WHAT IS REQUIRED = Make an exact reproduction of all the data.

++++ EXTRACTED MATERIAL

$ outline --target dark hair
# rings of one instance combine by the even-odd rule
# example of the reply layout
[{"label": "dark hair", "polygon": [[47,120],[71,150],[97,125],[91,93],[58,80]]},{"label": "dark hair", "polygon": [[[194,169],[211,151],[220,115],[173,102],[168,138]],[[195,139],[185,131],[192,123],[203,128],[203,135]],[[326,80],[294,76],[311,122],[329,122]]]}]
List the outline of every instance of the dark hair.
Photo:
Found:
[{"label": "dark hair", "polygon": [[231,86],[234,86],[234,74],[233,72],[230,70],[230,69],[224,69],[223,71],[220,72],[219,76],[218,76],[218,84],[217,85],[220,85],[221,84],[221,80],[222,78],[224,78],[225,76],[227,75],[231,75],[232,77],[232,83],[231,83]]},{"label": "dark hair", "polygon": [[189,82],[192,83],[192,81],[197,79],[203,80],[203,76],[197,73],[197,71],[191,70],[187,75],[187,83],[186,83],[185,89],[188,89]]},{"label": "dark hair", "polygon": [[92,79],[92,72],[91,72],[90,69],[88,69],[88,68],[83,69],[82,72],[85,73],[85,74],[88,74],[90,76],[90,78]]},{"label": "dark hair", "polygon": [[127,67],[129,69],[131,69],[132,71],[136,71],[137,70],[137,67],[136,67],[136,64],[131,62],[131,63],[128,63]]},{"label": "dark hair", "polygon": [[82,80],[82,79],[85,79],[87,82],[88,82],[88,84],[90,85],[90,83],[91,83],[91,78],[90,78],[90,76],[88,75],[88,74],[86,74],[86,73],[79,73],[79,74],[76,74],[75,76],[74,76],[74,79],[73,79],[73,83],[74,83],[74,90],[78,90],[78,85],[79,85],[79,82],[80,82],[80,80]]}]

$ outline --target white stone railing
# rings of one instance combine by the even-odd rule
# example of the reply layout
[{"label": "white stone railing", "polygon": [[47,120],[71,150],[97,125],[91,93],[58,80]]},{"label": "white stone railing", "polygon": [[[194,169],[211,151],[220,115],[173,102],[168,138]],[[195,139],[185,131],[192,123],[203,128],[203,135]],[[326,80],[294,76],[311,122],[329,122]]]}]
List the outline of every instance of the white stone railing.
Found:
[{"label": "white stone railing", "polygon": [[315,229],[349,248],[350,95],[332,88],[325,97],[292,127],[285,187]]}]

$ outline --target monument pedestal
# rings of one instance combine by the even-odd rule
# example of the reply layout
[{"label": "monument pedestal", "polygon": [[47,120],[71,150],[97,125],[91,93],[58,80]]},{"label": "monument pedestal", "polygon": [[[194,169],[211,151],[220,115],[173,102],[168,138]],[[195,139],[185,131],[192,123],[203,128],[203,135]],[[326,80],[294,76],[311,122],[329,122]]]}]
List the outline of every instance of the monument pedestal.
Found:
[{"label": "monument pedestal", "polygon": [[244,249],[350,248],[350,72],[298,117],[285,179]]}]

++++++++

ANSWER SPACE =
$ outline --target dark hair
# rings of one instance combine by the even-odd rule
# example of the reply layout
[{"label": "dark hair", "polygon": [[47,120],[71,150],[97,125],[91,93],[58,80]]},{"label": "dark hair", "polygon": [[[194,169],[211,151],[220,115],[173,102],[168,138]],[[195,139],[185,131],[192,123],[203,128],[203,135]],[[326,80],[294,76],[311,122],[329,122]]]}]
List the outline of every instance of the dark hair.
Photo:
Found:
[{"label": "dark hair", "polygon": [[231,86],[234,86],[234,74],[233,72],[230,70],[230,69],[224,69],[223,71],[220,72],[219,76],[218,76],[218,84],[217,85],[220,85],[221,84],[221,80],[222,78],[224,78],[225,76],[227,75],[231,75],[232,77],[232,83],[231,83]]},{"label": "dark hair", "polygon": [[189,82],[192,83],[192,81],[197,79],[203,80],[203,76],[197,73],[197,71],[191,70],[187,75],[187,83],[186,83],[185,89],[188,89]]},{"label": "dark hair", "polygon": [[92,79],[92,72],[91,72],[90,69],[88,69],[88,68],[83,69],[82,72],[85,73],[85,74],[88,74],[90,76],[90,78]]},{"label": "dark hair", "polygon": [[127,67],[129,69],[131,69],[132,71],[136,71],[137,70],[137,67],[136,67],[136,64],[131,62],[131,63],[128,63]]},{"label": "dark hair", "polygon": [[82,80],[82,79],[85,79],[87,82],[88,82],[88,84],[90,85],[90,83],[91,83],[91,78],[90,78],[90,76],[88,75],[88,74],[86,74],[86,73],[79,73],[79,74],[76,74],[75,76],[74,76],[74,79],[73,79],[73,83],[74,83],[74,90],[78,90],[78,85],[79,85],[79,82],[80,82],[80,80]]}]

$ outline --target white stone railing
# rings of one instance combine by the even-odd rule
# example of the reply layout
[{"label": "white stone railing", "polygon": [[47,120],[71,150],[97,125],[91,93],[58,80]]},{"label": "white stone railing", "polygon": [[[194,169],[211,151],[220,115],[173,102],[168,138]],[[195,139],[185,131],[192,123],[203,128],[203,135]],[[326,80],[294,76],[311,122],[329,122]]]}]
List the outline of every instance of the white stone railing.
Found:
[{"label": "white stone railing", "polygon": [[315,229],[349,248],[350,95],[332,88],[325,97],[292,127],[285,187]]}]

$ outline --target monument pedestal
# rings of one instance combine by the even-odd rule
# example of the reply layout
[{"label": "monument pedestal", "polygon": [[47,120],[71,150],[97,125],[91,93],[58,80]]},{"label": "monument pedestal", "polygon": [[[194,169],[211,151],[220,115],[173,102],[168,138]],[[195,139],[185,131],[192,123],[203,128],[203,135]],[[326,80],[294,76],[311,122],[329,122]]]}]
List the outline of every instance of the monument pedestal.
Found:
[{"label": "monument pedestal", "polygon": [[244,249],[350,248],[350,72],[298,117],[285,179]]}]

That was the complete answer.